PROVIDED PASSAGE:
Find an unbiased estimator of $\theta$ denoted by $\hat{\theta}$ such that $Var(\hat{\theta})\le Var(\theta)$

parameter estimationstatistical-inferencestatistics

Let $X_1,\dots, X_n$ be iid random samples from $Unif(\theta, 6\theta)$ with $\theta>0$. Use the Rao-Blackwell theorem to find an unbiased estimator of $\theta$ denoted by $\hat{\theta}$ such that $Var(\hat{\theta})\le Var(\theta)$.


My work: following this answer Finding UMVUE for uniform distribution $U(\alpha, \beta)$.

I know that the Complete and sufficient statistics of $\theta$ is $T(X)=(X_{(1)}, X_{(n)})$. I am a little bit confused about the answer. By,Lehmann-Scheffe theorem, we need to find a function $h$ so that
$$\mathbb{E}(h(T))=\mathbb{E}[h((X_{(1)},X_{(n)}))]=\theta$$

But how to solve such function $h$? I think that is
$$\iint h(x,y)f_{(X_{(1)},X_{(n)})}(x,y)\mathrm{d}x\mathrm{d}y=\theta$$

Also, note that
$$\mathbb{E}[X_{(1)}]=\frac{5\theta }{n+1}+\theta$$
and
$$\mathbb{E}[X_{(n)}]=\frac{5n\theta }{n+1}+\theta$$


However, the correct answer is that
$$\frac{1}{7}(X_{(1)}+X_{(n)})$$
How to get the right one?

INFORMATION SUPPLIED:
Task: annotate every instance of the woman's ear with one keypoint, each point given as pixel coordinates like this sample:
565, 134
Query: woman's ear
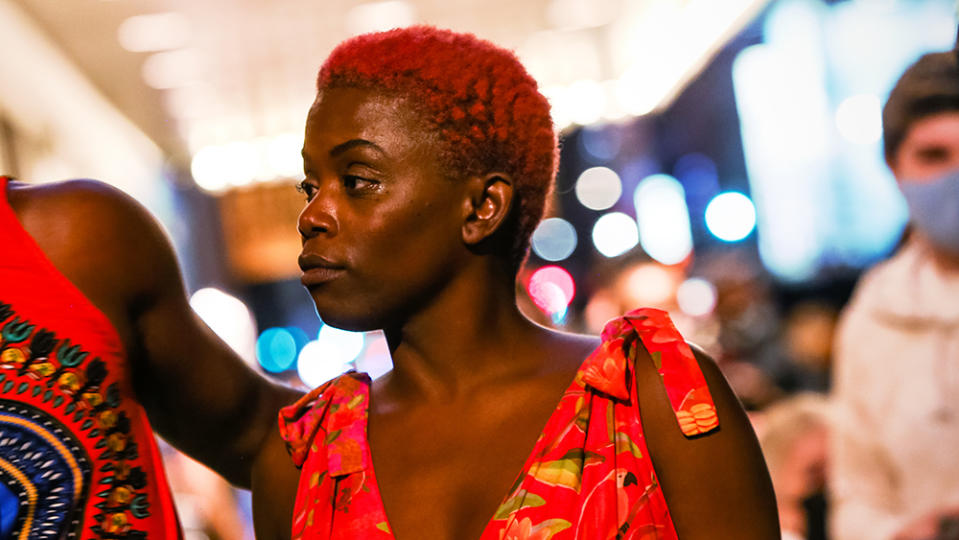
487, 206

REQUESTS:
[1] From the uniform-estimator question, extract word for word the stretch from "But how to solve" through "the right one?".
[2] Answer these from the uniform-estimator question:
(a) What distribution are the samples drawn from?
(b) Which theorem does the question say to use to find the estimator?
(c) What estimator does the question give as the correct answer?
[3] Proceed with the uniform-estimator question, starting after its last sentence.

ANSWERS PER TASK:
[1]
But how to solve such function $h$? I think that is
$$\iint h(x,y)f_{(X_{(1)},X_{(n)})}(x,y)\mathrm{d}x\mathrm{d}y=\theta$$

Also, note that
$$\mathbb{E}[X_{(1)}]=\frac{5\theta }{n+1}+\theta$$
and
$$\mathbb{E}[X_{(n)}]=\frac{5n\theta }{n+1}+\theta$$


However, the correct answer is that
$$\frac{1}{7}(X_{(1)}+X_{(n)})$$
How to get the right one?

[2]
(a) Unif(θ, 6θ), with θ > 0.
(b) The Rao-Blackwell theorem.
(c) (1/7)(X₍₁₎ + X₍ₙ₎).

[3]
Best Answer

UPDATED, FIXED ANSWER:

My original answer was wrong and I misread your question which, as pointed out in the comments, has a typo. Finding some estimator $\hat{\theta}(\mathbf{X})$ such that $\text{Var}(\hat{\theta}) \leq \text{Var}(\theta)$ does not make sense as $\theta \in (0, +\infty)$ is the parameter in question here and is obviously not an estimator of itself.

What your question probably meant was: find an unbiased estimator $\hat{\theta}$ which improves on the crude unbiased estimator $\hat{\theta}_0(\mathbf{X}) =2X_1/7$ of $\theta$ (since $E_\theta[2X_1/7] = \theta$) in the sense that $\text{Var}(\hat{\theta}) \leq \text{Var}(\hat{\theta}_0)$. To do this, you can use Rao-Blackwell and condition $2X_1/7$ on a sufficient statistic to get a better estimator:

The ratio $$ \frac{f_\mathbf{X}(\mathbf{u} \ | \ \theta)}{f_\mathbf{X}(\mathbf{v} \ | \ \theta)} = \frac{I(\theta < u_{(1)} < u_{(n)} < 6\theta)}{I(\theta < v_{(1)} < v_{(n)} < 6\theta)} $$ doesn't vary with $\theta$ iff $u_{(1)} = v_{(1)}$ and $u_{(n)} = v_{(n)}$. Hence $T(\mathbf{X}) = (X_{(1)}, X_{(n)})$ is minimal sufficient here.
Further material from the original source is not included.